> **Problema 1**
Raccogli dall'elenco riportato più sotto ogni riga che contiene la stringa "measured", distinguendo tra maiuscole e minuscole.

> **Brano fornito**
━━━━━━

Il valore della busta paga
Anche la busta paga con saldo zero fa prova contro l’azienda perché contiene una ammissione di debito.
La busta paga è una prova contro l’azienda che l’ha emessa, perché costituisce un’ammissione di debito nei confronti del dipendente. Con la conseguenza che è possibile ottenere, sulla base di tale documento, un decreto ingiuntivo se le somme ivi indicate non sono state materialmente pagate. Lo ha chiarito ieri la Cassazione [1]. La questione ha delle ulteriori implicazioni che val la pena di analizzare. Lo faremo ricorrendo al solito esempio.

━━━━━━

> **Dati forniti**
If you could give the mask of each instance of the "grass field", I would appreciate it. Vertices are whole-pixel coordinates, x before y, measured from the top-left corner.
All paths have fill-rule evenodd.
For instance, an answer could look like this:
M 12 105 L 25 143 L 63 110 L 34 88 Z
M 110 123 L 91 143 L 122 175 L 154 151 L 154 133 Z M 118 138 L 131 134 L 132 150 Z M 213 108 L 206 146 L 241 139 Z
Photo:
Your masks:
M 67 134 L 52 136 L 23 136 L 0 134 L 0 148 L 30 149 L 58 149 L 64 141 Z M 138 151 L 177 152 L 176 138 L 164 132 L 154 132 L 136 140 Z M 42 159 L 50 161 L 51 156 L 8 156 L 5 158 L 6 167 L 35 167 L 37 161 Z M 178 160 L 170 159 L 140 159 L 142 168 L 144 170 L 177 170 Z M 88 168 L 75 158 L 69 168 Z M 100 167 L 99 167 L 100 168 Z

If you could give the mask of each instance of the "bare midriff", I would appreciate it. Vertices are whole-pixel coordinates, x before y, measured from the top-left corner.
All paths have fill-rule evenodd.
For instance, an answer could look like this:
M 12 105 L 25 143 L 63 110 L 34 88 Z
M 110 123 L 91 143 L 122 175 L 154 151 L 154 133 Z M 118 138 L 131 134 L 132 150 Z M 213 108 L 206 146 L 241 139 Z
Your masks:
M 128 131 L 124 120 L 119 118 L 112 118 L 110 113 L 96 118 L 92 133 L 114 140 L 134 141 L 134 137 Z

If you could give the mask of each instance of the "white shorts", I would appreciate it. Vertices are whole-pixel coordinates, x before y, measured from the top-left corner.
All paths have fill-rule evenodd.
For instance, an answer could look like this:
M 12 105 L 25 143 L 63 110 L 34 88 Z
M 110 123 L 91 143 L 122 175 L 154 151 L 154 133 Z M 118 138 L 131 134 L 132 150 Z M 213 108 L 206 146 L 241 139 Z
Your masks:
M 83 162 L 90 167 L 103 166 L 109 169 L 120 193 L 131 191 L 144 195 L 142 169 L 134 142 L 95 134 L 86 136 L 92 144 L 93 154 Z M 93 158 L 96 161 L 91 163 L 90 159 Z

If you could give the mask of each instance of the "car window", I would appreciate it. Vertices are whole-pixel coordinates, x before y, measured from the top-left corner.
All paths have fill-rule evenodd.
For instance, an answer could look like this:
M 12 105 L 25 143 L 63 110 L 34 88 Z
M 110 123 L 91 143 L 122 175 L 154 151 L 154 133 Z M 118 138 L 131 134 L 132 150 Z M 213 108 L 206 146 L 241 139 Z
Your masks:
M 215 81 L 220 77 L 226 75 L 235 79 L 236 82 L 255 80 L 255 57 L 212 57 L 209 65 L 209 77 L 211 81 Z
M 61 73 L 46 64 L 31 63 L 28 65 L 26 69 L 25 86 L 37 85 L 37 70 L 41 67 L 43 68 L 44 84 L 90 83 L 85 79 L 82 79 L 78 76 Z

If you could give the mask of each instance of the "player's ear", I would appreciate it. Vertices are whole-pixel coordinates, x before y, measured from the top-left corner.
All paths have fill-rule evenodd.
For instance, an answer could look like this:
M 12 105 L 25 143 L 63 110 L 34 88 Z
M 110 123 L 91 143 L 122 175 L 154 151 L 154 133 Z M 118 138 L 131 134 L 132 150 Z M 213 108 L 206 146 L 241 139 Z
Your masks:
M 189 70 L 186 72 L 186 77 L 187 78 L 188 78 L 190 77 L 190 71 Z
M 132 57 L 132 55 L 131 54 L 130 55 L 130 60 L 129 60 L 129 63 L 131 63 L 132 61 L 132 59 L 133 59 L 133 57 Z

━━━━━━

> **Problema 2**
Riassumi in due frasi il brano sul valore della busta paga.

> **Risposta scritta 1**
If you could give the mask of each instance of the "grass field", I would appreciate it. Vertices are whole-pixel coordinates, x before y, measured from the top-left corner.
If you could give the mask of each instance of the "bare midriff", I would appreciate it. Vertices are whole-pixel coordinates, x before y, measured from the top-left corner.
If you could give the mask of each instance of the "white shorts", I would appreciate it. Vertices are whole-pixel coordinates, x before y, measured from the top-left corner.
If you could give the mask of each instance of the "car window", I would appreciate it. Vertices are whole-pixel coordinates, x before y, measured from the top-left corner.
If you could give the mask of each instance of the "player's ear", I would appreciate it. Vertices are whole-pixel coordinates, x before y, measured from the top-left corner.

> **Risposta scritta 2**
La busta paga, anche con saldo zero, costituisce un'ammissione di debito nei confronti del dipendente e fa quindi prova contro l'azienda che l'ha emessa. Come ha chiarito la Cassazione, sulla base di questo documento si può ottenere un decreto ingiuntivo se le somme indicate non sono state materialmente pagate.